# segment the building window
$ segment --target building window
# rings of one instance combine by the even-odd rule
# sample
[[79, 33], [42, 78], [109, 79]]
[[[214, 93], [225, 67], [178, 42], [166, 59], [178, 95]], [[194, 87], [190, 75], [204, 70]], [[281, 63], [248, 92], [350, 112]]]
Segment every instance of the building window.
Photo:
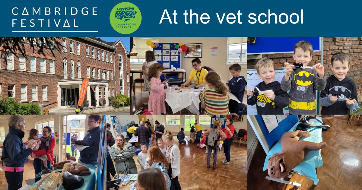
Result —
[[87, 67], [87, 78], [89, 78], [89, 77], [90, 77], [90, 73], [89, 73], [90, 72], [90, 68], [89, 68], [89, 67]]
[[38, 85], [33, 85], [33, 101], [38, 100]]
[[74, 78], [74, 61], [73, 59], [70, 60], [70, 76], [72, 79]]
[[85, 46], [86, 55], [87, 57], [89, 56], [89, 47], [88, 46]]
[[30, 57], [30, 71], [37, 72], [37, 58], [34, 57]]
[[25, 57], [22, 55], [19, 55], [19, 69], [20, 71], [25, 70]]
[[166, 123], [167, 125], [176, 125], [181, 124], [180, 115], [167, 115]]
[[8, 53], [6, 56], [6, 68], [14, 69], [14, 55], [11, 53]]
[[45, 59], [40, 58], [40, 72], [43, 73], [46, 72], [46, 69], [45, 68]]
[[74, 53], [74, 49], [73, 47], [73, 41], [69, 41], [69, 51], [72, 54]]
[[63, 51], [67, 51], [67, 40], [63, 39]]
[[8, 96], [9, 98], [15, 97], [15, 85], [8, 85]]
[[27, 98], [28, 96], [26, 94], [26, 85], [21, 85], [21, 99], [20, 101], [22, 102], [26, 101], [28, 99]]
[[46, 86], [43, 86], [42, 88], [43, 93], [43, 100], [48, 100], [48, 87]]
[[80, 62], [77, 62], [77, 72], [78, 73], [78, 78], [80, 78]]
[[54, 60], [50, 60], [49, 61], [49, 68], [50, 69], [50, 73], [54, 74]]
[[77, 43], [77, 54], [80, 55], [80, 45], [79, 43]]
[[63, 76], [64, 77], [64, 79], [68, 79], [68, 73], [67, 73], [67, 59], [64, 58], [63, 59]]
[[246, 42], [228, 45], [227, 64], [246, 64], [247, 62]]

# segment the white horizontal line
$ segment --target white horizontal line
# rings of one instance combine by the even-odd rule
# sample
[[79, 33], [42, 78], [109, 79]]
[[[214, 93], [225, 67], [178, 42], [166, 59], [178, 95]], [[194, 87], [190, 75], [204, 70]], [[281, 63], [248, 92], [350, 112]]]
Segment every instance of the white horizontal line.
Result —
[[98, 32], [98, 31], [12, 31], [13, 32]]

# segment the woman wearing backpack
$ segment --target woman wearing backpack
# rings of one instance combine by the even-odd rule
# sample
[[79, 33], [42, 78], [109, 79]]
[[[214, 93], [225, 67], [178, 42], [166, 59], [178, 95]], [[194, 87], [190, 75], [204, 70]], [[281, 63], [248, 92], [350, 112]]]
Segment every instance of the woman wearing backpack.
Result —
[[[218, 160], [218, 153], [220, 145], [220, 141], [224, 140], [226, 139], [226, 135], [223, 132], [223, 130], [219, 128], [221, 127], [220, 122], [217, 120], [214, 122], [212, 128], [209, 129], [202, 134], [203, 136], [209, 135], [207, 137], [207, 159], [206, 159], [206, 168], [210, 168], [210, 157], [212, 149], [214, 149], [214, 167], [213, 169], [216, 169], [216, 162]], [[220, 137], [221, 138], [220, 138]]]
[[235, 127], [232, 125], [232, 119], [231, 118], [228, 118], [225, 122], [226, 126], [223, 129], [223, 131], [226, 135], [226, 139], [224, 141], [224, 153], [225, 154], [226, 159], [223, 160], [222, 162], [226, 164], [230, 164], [230, 148], [232, 143], [232, 138], [235, 131]]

— Your objective —
Reproduce all of the items above word for word, omitting any picture.

— Worked answer —
# segment the building window
$ segment --target building window
# rings of one instance combine by the even-odd rule
# sample
[[79, 33], [42, 78], [109, 79]]
[[[214, 93], [225, 67], [178, 42], [166, 59], [178, 95]], [[194, 87], [190, 75], [204, 70]], [[281, 63], [248, 92], [350, 112]]]
Segment every instance of the building window.
Photo:
Result —
[[87, 67], [87, 78], [89, 78], [89, 77], [90, 77], [90, 73], [89, 73], [90, 72], [90, 68], [89, 68], [89, 67]]
[[38, 85], [33, 85], [33, 101], [38, 100]]
[[74, 78], [74, 61], [73, 59], [70, 60], [70, 76], [72, 79]]
[[85, 46], [86, 55], [87, 57], [89, 56], [89, 47], [88, 46]]
[[30, 57], [30, 71], [37, 72], [37, 58], [34, 57]]
[[25, 57], [22, 55], [19, 55], [19, 69], [20, 71], [25, 70]]
[[166, 123], [167, 125], [176, 125], [181, 124], [180, 115], [167, 115]]
[[8, 53], [6, 56], [6, 68], [14, 69], [14, 55], [11, 53]]
[[45, 59], [40, 58], [40, 72], [43, 73], [46, 72], [46, 69], [45, 68]]
[[74, 53], [74, 49], [73, 47], [73, 41], [69, 41], [69, 51], [72, 54]]
[[63, 51], [67, 51], [67, 40], [63, 39]]
[[8, 96], [9, 98], [15, 97], [15, 85], [8, 85]]
[[27, 98], [28, 96], [26, 94], [26, 85], [21, 85], [21, 99], [20, 101], [22, 102], [26, 101], [28, 99]]
[[46, 86], [43, 86], [42, 88], [43, 93], [43, 100], [48, 100], [48, 87]]
[[80, 62], [77, 62], [77, 72], [78, 73], [78, 78], [80, 78]]
[[54, 60], [50, 60], [49, 61], [49, 68], [50, 69], [50, 73], [54, 74]]
[[77, 43], [77, 54], [80, 55], [80, 45], [79, 43]]
[[63, 76], [64, 77], [64, 79], [68, 79], [68, 73], [67, 73], [67, 59], [64, 58], [63, 59]]
[[246, 42], [228, 45], [227, 64], [246, 64], [247, 62]]

# segment the white horizontal line
$ segment --target white horizontal line
# rings of one instance combine by the even-odd rule
# sample
[[79, 33], [42, 78], [109, 79]]
[[[214, 93], [225, 67], [178, 42], [166, 59], [178, 95]], [[194, 87], [190, 75], [204, 70]], [[281, 63], [248, 92], [350, 112]]]
Segment every instance of the white horizontal line.
Result —
[[98, 32], [98, 31], [12, 31], [13, 32]]

# segment the woman wearing backpack
$ segment --target woman wearing backpack
# rings of one instance combine by the even-odd rule
# sample
[[79, 33], [42, 78], [109, 79]]
[[[214, 93], [225, 67], [178, 42], [166, 59], [178, 95]], [[194, 87], [190, 75], [204, 70]], [[281, 63], [248, 92], [350, 112]]]
Segment every instance of the woman wearing backpack.
Result —
[[[218, 160], [218, 153], [220, 145], [220, 141], [224, 140], [226, 139], [226, 135], [223, 132], [223, 130], [219, 128], [221, 127], [220, 122], [217, 120], [214, 122], [212, 128], [209, 129], [202, 134], [203, 136], [209, 135], [207, 137], [207, 159], [206, 159], [206, 168], [210, 168], [210, 157], [212, 149], [214, 149], [214, 167], [213, 169], [216, 169], [216, 162]], [[220, 137], [221, 138], [220, 138]]]
[[235, 127], [232, 125], [232, 119], [231, 118], [228, 118], [225, 122], [226, 126], [223, 129], [223, 131], [226, 135], [226, 139], [224, 141], [224, 153], [225, 154], [226, 159], [223, 160], [222, 162], [226, 164], [230, 164], [230, 148], [232, 143], [232, 138], [235, 131]]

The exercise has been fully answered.